Entries for labeling with bounding boxes
-=-=-=-=-

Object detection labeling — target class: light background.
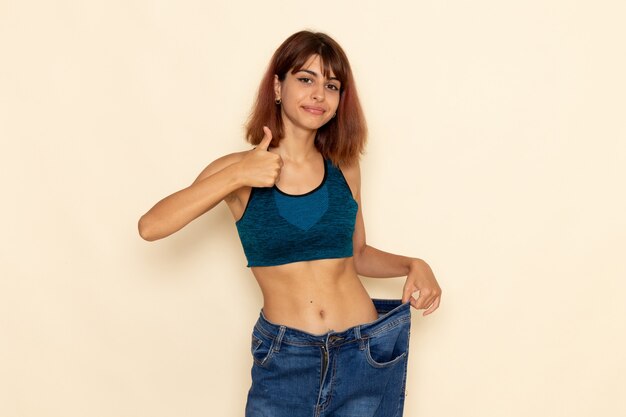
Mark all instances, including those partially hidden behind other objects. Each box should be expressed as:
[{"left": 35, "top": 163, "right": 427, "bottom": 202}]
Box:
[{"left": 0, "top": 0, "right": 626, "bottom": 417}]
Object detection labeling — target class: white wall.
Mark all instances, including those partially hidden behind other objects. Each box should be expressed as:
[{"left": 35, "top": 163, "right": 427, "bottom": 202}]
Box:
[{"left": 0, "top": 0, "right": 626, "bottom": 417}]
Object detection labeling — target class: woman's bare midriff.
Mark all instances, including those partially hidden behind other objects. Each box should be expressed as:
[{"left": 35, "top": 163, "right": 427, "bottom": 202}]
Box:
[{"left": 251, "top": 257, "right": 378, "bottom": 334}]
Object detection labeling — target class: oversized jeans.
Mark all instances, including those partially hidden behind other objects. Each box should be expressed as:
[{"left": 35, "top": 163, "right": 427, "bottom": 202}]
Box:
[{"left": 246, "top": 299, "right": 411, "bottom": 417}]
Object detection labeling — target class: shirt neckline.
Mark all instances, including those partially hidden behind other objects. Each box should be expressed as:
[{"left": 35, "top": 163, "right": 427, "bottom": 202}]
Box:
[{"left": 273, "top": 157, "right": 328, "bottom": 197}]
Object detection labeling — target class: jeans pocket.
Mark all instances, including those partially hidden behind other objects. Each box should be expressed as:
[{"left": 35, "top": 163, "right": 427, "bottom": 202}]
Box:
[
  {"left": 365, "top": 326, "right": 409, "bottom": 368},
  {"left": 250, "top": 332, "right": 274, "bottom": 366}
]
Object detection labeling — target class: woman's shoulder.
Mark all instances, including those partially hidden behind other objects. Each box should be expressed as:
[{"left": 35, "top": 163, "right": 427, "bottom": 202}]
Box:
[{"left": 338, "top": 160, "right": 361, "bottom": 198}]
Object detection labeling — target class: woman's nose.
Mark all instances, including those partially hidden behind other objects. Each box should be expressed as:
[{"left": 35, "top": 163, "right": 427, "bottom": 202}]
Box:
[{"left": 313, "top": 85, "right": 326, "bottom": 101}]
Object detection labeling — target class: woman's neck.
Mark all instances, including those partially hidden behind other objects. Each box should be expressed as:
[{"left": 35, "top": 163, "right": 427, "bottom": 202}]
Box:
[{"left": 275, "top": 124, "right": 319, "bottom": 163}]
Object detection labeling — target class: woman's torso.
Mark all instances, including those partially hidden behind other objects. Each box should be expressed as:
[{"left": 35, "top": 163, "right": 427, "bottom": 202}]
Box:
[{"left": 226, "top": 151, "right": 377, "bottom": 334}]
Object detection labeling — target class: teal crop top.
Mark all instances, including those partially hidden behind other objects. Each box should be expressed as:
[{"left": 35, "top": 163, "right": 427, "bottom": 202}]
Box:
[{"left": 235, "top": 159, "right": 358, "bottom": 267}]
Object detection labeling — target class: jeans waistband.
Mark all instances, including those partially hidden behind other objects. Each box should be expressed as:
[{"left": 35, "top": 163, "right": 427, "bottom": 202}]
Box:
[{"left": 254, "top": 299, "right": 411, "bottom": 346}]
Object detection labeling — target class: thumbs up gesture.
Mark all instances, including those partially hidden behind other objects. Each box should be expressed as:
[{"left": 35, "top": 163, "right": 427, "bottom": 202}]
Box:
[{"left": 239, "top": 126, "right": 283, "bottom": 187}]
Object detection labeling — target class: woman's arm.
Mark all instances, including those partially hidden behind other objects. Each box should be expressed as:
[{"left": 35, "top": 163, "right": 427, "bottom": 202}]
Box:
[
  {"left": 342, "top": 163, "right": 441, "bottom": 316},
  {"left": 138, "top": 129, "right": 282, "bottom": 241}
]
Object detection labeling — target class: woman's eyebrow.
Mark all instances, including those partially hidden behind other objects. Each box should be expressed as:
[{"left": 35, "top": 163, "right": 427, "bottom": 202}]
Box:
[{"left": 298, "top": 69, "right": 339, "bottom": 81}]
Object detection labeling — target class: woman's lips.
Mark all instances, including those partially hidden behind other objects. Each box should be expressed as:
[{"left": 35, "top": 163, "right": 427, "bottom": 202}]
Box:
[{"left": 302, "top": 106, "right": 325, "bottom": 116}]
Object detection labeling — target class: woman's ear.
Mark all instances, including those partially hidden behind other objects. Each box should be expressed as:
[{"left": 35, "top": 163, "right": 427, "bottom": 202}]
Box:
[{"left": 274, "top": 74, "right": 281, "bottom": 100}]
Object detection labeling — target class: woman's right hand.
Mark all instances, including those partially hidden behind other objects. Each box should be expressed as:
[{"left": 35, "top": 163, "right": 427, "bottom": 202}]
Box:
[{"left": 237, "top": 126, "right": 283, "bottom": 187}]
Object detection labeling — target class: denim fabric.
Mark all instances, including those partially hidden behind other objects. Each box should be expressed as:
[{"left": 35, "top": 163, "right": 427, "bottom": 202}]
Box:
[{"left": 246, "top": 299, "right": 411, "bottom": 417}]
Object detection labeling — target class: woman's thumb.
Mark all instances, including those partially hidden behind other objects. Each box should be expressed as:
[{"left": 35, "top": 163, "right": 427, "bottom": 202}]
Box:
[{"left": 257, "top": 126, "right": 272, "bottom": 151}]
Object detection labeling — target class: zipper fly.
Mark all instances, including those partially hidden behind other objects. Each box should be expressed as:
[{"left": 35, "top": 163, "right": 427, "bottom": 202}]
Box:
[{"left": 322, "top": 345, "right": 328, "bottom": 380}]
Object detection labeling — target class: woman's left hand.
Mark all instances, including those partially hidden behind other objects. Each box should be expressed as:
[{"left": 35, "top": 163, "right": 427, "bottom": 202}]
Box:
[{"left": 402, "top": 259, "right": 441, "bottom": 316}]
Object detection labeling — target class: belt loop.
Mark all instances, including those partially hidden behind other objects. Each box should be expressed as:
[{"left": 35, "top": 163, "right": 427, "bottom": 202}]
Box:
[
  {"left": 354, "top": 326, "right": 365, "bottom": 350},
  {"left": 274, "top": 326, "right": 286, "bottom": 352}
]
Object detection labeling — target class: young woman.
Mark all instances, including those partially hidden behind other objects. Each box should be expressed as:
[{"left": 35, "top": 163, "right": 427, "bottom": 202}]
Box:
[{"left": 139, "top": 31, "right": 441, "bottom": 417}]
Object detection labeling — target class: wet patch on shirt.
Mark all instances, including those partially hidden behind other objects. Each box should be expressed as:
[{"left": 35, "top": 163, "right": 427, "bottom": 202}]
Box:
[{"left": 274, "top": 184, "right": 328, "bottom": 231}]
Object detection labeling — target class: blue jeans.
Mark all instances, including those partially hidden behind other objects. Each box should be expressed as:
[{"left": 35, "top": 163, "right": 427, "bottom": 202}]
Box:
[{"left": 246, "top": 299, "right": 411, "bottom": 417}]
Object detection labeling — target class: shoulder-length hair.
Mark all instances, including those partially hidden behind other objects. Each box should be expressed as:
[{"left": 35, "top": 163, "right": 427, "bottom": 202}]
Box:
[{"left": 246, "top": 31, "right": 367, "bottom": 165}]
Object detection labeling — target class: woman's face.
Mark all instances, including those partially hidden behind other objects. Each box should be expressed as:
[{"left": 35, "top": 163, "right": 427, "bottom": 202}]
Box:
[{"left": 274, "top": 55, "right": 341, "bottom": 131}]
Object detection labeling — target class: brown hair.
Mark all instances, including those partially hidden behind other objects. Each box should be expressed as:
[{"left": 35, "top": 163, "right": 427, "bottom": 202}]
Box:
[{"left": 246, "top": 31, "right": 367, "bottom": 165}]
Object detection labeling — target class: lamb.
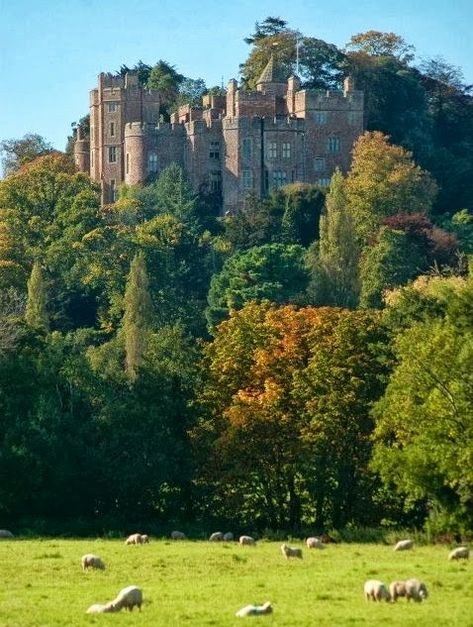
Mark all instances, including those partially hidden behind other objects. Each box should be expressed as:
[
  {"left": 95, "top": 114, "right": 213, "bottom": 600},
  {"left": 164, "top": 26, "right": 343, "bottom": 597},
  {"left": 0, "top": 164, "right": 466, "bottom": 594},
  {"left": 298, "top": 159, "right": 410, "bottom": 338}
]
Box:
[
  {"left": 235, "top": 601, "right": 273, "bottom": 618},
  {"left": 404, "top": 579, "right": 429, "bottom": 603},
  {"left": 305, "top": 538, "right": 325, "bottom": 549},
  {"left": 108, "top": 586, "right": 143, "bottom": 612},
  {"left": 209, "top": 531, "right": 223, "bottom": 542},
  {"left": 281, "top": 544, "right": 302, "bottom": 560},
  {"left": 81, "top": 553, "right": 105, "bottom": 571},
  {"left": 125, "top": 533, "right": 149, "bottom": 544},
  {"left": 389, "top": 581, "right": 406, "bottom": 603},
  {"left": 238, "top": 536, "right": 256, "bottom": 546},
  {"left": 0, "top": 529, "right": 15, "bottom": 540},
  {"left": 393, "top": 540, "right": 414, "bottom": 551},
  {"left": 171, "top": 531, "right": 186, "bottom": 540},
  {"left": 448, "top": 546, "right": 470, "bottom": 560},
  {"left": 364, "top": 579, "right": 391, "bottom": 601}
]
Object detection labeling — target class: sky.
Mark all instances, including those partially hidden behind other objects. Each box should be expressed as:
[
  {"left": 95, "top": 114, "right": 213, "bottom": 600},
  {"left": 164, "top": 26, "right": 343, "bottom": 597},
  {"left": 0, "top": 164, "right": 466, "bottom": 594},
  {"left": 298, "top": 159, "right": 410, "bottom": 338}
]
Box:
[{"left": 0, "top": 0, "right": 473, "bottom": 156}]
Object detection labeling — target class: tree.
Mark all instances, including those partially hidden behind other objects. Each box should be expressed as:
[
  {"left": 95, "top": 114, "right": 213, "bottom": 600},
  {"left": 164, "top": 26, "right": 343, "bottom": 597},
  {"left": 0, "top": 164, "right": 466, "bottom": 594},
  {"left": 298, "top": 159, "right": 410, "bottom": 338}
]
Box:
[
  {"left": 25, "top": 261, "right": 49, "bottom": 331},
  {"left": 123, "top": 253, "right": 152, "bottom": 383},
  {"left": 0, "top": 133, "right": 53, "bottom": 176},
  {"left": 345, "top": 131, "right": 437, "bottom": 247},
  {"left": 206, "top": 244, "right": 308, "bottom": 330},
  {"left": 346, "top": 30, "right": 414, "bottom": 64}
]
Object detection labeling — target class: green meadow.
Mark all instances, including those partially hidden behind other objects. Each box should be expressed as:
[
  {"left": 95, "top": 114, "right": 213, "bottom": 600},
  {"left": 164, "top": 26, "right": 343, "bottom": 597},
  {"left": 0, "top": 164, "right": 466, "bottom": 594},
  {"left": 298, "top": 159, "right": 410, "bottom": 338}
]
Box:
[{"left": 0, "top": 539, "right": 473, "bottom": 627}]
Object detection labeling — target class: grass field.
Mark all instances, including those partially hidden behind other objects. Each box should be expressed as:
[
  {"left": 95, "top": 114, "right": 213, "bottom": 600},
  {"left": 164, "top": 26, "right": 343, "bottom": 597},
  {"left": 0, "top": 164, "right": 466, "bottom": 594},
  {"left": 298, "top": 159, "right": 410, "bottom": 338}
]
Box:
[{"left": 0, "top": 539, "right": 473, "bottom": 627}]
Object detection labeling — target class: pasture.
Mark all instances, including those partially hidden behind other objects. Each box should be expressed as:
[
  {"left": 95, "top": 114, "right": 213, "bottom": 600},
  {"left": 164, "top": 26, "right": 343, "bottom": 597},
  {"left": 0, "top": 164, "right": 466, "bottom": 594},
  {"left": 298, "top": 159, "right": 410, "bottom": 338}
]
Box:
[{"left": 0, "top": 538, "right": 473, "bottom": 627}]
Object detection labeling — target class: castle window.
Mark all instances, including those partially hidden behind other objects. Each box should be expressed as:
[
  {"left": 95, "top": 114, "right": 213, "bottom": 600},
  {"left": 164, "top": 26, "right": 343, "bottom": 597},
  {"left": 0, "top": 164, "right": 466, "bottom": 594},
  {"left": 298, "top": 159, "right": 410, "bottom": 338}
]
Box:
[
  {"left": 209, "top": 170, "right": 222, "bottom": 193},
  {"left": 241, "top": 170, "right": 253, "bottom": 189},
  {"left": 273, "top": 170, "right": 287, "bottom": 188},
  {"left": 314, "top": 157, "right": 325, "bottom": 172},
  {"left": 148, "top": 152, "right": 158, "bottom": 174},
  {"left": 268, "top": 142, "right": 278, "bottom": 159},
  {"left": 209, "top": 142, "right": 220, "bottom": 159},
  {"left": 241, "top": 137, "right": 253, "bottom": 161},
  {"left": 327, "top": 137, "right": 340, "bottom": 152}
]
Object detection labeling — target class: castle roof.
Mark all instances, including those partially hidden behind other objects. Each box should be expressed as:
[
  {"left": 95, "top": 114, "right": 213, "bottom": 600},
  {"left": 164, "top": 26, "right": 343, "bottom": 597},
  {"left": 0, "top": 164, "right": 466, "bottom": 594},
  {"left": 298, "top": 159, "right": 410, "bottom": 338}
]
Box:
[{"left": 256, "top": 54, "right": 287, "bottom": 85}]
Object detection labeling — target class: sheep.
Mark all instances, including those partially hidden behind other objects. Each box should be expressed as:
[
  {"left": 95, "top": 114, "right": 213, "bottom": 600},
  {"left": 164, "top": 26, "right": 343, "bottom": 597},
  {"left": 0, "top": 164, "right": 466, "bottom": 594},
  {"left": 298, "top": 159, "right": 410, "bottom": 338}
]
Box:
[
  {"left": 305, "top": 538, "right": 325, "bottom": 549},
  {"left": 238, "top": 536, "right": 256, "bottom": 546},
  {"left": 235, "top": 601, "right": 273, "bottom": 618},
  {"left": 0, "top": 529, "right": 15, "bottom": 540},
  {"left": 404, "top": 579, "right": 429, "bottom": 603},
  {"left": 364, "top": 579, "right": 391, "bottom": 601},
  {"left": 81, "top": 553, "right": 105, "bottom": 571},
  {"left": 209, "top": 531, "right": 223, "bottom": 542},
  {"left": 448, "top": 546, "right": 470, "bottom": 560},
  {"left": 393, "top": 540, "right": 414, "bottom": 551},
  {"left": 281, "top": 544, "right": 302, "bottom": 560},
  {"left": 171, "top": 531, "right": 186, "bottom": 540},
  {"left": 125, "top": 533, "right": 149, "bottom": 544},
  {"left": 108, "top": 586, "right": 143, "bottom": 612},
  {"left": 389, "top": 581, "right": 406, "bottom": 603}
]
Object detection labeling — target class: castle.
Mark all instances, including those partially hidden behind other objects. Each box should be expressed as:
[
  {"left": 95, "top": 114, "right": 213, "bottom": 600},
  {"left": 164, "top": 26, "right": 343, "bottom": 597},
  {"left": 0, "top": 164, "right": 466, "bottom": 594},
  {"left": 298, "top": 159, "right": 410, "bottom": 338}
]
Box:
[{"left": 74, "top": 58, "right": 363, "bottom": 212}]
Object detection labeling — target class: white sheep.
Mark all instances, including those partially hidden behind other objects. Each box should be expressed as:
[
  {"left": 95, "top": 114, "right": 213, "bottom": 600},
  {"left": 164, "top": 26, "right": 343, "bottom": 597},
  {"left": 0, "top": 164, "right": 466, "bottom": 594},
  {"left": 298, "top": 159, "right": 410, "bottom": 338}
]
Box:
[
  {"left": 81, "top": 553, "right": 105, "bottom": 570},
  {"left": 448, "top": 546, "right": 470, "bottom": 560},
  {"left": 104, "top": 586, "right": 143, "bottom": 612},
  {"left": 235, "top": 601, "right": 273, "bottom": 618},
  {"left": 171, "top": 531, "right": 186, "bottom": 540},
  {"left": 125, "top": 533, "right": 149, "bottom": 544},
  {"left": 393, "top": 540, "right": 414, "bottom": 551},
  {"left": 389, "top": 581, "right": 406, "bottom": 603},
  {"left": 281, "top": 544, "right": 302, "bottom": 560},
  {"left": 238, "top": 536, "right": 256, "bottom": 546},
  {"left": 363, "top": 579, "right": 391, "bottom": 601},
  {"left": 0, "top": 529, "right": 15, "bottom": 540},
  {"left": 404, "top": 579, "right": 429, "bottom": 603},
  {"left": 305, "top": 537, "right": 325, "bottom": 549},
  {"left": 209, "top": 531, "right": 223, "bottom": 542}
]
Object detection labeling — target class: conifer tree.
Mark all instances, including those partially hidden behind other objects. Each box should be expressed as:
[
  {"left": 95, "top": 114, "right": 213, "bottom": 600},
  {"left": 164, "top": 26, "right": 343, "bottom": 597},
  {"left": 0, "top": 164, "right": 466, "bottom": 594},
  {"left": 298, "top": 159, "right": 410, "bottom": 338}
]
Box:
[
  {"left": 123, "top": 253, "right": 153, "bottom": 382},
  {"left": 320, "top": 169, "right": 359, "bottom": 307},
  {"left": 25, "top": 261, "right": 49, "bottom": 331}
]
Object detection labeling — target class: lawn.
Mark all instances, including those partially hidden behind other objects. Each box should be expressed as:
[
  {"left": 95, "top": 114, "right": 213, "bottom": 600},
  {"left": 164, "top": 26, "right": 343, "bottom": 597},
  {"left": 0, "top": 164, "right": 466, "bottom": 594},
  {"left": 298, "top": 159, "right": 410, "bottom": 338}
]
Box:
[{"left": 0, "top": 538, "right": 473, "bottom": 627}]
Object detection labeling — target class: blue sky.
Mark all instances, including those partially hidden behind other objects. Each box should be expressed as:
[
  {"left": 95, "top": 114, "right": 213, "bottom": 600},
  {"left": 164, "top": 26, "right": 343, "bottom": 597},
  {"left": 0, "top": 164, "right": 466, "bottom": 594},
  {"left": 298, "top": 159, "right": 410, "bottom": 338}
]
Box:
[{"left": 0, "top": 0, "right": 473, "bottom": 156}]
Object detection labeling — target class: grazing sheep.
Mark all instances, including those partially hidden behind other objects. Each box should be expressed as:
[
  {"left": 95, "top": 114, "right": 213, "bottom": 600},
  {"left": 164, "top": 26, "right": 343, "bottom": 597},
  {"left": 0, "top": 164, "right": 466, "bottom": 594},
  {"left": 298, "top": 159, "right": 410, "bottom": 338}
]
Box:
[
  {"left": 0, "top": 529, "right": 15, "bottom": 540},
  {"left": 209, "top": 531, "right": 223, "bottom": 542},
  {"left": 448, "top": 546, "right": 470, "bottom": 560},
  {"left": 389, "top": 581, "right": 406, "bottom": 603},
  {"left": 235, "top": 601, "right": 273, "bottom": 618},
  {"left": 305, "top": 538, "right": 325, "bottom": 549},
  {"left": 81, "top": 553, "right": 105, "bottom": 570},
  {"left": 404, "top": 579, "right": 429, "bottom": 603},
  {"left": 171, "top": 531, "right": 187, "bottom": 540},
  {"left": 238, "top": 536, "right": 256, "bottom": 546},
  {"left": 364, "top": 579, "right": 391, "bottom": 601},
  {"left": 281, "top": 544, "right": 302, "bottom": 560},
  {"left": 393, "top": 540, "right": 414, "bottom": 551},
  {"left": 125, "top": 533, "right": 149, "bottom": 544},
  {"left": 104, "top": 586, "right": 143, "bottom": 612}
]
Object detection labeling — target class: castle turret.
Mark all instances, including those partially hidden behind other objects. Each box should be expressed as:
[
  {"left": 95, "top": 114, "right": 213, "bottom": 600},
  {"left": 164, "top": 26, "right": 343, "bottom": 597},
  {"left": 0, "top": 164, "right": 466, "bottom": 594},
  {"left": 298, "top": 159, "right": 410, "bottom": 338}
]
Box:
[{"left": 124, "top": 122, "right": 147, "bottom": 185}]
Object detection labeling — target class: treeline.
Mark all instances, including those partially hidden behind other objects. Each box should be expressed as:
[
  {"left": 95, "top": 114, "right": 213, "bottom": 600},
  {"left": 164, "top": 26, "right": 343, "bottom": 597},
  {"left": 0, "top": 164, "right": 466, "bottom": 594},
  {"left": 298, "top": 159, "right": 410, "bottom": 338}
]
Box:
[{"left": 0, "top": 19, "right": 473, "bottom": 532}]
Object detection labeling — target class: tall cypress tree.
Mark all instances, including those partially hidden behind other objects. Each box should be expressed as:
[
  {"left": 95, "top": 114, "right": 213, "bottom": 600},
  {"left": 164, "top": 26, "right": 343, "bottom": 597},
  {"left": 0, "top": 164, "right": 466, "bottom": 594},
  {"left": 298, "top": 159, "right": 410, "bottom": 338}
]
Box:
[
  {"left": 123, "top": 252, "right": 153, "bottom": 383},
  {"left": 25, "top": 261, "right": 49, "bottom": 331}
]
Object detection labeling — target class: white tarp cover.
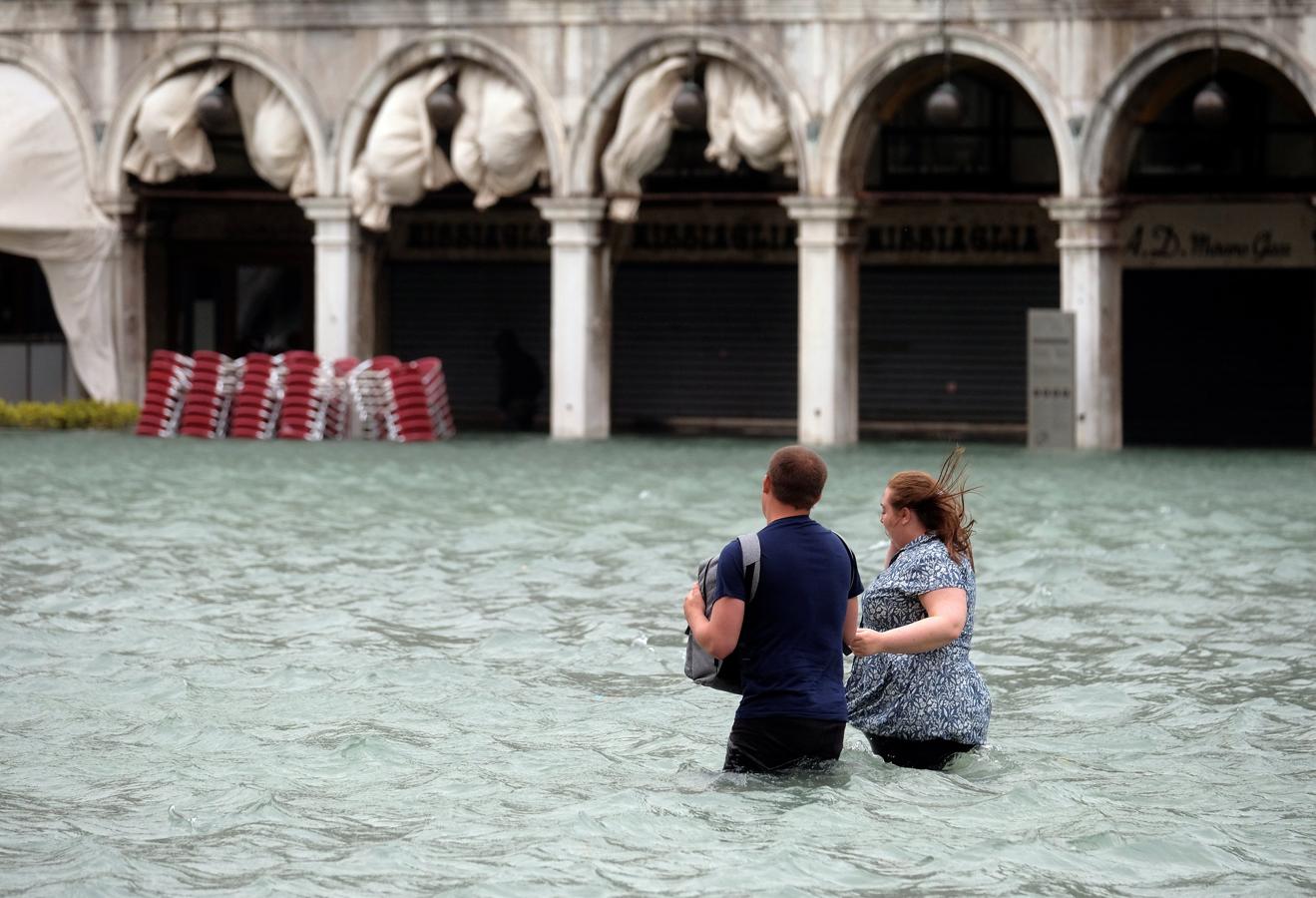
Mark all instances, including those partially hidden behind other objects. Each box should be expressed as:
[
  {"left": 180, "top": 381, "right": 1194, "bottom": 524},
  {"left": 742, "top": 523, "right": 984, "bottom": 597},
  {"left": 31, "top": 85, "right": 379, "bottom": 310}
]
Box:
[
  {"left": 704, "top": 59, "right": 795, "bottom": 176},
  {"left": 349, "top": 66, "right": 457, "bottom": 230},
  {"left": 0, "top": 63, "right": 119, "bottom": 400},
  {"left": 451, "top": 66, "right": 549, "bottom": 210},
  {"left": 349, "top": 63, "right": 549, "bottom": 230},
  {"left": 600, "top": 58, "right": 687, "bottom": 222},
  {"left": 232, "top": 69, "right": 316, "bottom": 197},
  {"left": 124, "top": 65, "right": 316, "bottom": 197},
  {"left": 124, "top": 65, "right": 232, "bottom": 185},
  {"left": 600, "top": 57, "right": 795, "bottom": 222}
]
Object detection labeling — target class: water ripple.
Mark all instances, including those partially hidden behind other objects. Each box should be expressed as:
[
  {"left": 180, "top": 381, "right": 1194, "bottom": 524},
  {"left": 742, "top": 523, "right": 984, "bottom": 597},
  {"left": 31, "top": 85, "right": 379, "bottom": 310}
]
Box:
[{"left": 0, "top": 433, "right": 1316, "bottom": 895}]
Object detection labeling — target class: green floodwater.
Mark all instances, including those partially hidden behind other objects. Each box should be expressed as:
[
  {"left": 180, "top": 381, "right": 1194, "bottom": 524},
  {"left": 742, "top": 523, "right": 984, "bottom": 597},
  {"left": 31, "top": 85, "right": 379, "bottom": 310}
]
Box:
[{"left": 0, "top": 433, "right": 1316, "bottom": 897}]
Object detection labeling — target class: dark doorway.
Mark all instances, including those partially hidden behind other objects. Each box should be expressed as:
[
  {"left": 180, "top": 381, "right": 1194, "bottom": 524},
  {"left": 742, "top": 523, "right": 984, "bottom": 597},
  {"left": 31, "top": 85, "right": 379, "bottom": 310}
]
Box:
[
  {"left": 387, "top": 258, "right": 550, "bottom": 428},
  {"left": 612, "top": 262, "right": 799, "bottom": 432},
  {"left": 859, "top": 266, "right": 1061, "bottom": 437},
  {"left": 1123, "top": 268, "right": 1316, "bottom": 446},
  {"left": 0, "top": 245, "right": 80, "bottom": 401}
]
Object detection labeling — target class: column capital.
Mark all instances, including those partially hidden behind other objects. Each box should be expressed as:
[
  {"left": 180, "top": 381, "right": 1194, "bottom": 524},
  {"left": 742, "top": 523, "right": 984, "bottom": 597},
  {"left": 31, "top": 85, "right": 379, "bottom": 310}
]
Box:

-=-=-=-=-

### JOB
Identify every line of the records that contains the word "white", and copy each of those lines. Case counts.

### RESULT OF THIS EXERCISE
Object detection labeling — target class: white wall.
Object detection labeling — target class: white sheep.
Object detection labeling — target class: white tarp cover.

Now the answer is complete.